## EXERCISE BRIEF:
Convert the rows below into a two-column CSV with the headers instruction and response, one line per row. Put each row's text and its answer in a single quoted field, with line breaks replaced by spaces.

──────

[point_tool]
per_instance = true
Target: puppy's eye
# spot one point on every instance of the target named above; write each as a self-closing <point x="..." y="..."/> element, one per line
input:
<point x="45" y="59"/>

──────

## FINISHED TASK:
instruction,response
"[point_tool] per_instance = true Target: puppy's eye # spot one point on every instance of the target named above; write each as a self-closing <point x=""..."" y=""...""/> element, one per line input:","<point x=""45"" y=""59""/>"